◆ Activity ◆
Copy exactly, and only, the lines that start at the line containing "Objective: a point on each instance of the car grille" and end at the last line of the material below.
======== Recorded data
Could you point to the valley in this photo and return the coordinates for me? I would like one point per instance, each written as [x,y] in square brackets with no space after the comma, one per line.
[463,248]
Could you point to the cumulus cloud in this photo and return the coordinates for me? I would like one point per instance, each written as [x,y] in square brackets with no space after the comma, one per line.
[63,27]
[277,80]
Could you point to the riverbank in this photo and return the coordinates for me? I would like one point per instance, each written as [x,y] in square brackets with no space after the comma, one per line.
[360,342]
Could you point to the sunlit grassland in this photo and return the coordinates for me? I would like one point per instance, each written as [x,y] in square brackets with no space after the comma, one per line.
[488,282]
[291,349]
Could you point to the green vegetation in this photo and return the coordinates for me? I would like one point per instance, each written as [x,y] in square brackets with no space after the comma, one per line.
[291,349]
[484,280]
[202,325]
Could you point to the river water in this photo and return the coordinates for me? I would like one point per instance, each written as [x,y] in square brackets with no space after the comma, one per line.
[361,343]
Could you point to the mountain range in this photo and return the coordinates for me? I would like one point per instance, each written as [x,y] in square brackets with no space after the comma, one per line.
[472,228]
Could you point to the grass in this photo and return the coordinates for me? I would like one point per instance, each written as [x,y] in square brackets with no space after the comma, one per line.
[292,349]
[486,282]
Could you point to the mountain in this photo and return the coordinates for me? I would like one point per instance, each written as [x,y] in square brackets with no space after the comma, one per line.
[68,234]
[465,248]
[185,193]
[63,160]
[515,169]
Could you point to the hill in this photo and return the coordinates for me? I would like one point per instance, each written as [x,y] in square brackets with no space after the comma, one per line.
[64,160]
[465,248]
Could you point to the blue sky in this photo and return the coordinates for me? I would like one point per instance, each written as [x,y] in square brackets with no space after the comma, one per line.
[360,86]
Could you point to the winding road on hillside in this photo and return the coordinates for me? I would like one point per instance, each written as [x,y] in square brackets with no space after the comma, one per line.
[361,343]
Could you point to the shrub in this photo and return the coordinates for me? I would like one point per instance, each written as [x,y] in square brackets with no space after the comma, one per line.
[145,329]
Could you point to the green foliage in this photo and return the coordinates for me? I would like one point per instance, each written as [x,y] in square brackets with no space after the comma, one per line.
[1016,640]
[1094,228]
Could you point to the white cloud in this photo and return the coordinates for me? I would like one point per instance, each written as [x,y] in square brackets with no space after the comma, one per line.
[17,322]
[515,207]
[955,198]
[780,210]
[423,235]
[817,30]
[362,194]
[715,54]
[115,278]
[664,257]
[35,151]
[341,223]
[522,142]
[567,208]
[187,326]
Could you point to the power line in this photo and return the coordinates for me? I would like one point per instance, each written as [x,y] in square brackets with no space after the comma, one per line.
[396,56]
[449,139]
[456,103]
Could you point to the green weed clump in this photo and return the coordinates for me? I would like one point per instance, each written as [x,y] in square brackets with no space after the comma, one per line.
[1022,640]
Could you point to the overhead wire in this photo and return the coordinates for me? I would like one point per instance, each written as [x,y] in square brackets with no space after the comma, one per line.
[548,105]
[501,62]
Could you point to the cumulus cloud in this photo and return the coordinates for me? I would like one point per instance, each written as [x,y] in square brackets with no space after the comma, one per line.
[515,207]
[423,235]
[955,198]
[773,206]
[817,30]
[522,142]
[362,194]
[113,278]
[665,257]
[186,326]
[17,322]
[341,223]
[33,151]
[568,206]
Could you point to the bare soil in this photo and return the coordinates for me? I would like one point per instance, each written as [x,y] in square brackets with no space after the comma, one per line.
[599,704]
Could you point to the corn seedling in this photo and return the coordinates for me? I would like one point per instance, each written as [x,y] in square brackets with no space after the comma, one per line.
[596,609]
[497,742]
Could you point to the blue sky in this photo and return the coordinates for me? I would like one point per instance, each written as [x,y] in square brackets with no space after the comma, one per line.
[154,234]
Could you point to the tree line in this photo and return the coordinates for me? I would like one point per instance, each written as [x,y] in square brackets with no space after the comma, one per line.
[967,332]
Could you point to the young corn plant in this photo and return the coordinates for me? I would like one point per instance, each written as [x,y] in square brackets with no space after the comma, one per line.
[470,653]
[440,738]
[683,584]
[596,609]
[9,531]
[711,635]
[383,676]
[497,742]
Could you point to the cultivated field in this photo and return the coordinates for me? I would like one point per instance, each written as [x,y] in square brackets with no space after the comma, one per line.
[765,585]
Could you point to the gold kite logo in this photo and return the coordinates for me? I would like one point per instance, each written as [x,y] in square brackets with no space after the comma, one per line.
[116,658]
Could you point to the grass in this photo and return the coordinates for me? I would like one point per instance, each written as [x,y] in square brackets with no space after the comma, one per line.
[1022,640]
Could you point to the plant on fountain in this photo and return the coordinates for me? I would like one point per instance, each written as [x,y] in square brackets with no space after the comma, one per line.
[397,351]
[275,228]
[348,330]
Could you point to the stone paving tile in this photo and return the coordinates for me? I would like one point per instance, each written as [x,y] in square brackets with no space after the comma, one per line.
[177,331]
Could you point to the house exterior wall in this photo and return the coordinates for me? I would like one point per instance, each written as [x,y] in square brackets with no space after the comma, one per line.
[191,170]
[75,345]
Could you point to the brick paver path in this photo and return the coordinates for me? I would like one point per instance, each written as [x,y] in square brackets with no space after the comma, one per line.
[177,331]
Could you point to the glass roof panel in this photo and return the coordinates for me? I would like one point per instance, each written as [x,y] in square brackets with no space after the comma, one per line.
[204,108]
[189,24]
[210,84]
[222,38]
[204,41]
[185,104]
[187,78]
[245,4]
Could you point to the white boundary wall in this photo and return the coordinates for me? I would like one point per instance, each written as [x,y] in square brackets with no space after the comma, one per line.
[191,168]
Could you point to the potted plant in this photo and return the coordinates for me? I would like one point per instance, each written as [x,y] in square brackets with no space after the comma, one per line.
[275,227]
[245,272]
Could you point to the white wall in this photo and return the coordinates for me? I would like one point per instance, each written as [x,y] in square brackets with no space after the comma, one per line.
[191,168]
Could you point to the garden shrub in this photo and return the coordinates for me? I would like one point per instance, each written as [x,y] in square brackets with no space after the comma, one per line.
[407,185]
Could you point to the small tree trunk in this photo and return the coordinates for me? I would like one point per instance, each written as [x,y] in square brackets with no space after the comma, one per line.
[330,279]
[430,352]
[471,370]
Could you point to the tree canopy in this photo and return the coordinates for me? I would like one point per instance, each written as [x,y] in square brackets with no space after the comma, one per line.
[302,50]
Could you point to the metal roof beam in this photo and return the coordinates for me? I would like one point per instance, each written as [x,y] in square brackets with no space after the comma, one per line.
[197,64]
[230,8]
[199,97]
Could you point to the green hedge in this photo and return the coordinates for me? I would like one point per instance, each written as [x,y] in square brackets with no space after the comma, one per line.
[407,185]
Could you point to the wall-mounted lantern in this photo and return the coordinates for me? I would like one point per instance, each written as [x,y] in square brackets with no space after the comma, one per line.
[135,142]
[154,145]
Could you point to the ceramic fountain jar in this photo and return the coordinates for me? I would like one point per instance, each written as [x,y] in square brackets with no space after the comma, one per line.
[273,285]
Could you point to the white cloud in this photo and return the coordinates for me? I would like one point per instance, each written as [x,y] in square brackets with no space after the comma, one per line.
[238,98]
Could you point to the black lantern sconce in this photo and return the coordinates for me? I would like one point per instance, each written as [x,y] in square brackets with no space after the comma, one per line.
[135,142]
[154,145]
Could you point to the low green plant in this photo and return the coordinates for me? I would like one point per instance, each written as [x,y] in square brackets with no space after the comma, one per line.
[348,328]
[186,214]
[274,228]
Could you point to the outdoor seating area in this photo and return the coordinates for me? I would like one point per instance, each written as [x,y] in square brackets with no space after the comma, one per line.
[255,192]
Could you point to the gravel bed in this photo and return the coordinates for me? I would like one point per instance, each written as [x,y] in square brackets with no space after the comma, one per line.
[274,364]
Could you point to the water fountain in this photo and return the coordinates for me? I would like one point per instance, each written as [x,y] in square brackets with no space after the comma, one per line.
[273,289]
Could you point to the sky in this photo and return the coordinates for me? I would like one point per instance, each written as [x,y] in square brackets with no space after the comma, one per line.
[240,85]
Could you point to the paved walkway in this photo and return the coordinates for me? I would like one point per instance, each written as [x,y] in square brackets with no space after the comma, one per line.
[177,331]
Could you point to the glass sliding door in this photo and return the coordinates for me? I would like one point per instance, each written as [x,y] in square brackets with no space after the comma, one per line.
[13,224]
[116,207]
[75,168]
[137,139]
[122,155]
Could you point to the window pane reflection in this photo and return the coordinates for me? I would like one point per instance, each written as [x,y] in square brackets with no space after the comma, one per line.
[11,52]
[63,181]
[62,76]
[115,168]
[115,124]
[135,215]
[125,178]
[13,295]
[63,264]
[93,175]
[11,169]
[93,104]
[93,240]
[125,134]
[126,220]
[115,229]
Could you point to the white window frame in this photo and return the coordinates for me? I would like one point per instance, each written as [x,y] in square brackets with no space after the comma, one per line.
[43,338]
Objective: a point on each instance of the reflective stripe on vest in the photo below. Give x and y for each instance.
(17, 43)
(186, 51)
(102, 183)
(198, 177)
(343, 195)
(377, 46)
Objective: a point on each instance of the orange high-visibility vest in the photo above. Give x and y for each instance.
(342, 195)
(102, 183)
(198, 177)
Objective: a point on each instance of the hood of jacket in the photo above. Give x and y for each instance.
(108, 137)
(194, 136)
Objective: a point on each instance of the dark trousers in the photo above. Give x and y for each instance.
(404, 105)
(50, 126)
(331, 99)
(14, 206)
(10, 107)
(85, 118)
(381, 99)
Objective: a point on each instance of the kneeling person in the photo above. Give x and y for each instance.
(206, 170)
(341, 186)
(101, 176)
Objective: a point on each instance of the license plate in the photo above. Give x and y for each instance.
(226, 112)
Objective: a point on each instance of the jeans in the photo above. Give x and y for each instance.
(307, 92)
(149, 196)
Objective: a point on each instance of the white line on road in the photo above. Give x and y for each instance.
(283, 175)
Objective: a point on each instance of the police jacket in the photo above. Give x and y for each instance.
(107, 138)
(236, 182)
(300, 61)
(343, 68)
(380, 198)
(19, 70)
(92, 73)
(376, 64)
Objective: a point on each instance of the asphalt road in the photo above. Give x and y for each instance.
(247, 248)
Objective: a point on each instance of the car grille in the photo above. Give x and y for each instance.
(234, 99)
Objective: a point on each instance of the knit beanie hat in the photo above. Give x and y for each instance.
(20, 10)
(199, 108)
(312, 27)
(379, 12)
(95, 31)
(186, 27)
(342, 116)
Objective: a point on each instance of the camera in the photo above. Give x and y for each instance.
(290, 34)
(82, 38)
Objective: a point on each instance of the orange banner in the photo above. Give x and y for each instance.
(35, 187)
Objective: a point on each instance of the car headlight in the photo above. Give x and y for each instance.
================
◆ Final answer ◆
Objective: a point on each instance of the car grille in the photo above. Give x and y for each instance.
(234, 99)
Objective: a point on each instance of the knit beanie hat in the photo above. Give x and y for each instance.
(20, 10)
(199, 108)
(312, 27)
(379, 12)
(95, 31)
(186, 27)
(342, 116)
Objective: a point on each instance of the camera in the photo above. Give x and y for each instance.
(290, 34)
(82, 38)
Objective: a point on each instance of the orange banner in the photo above. Give x and y for each instance.
(35, 187)
Objective: a point on each instance of the car headlight in the photo above. Give x and y for each instance.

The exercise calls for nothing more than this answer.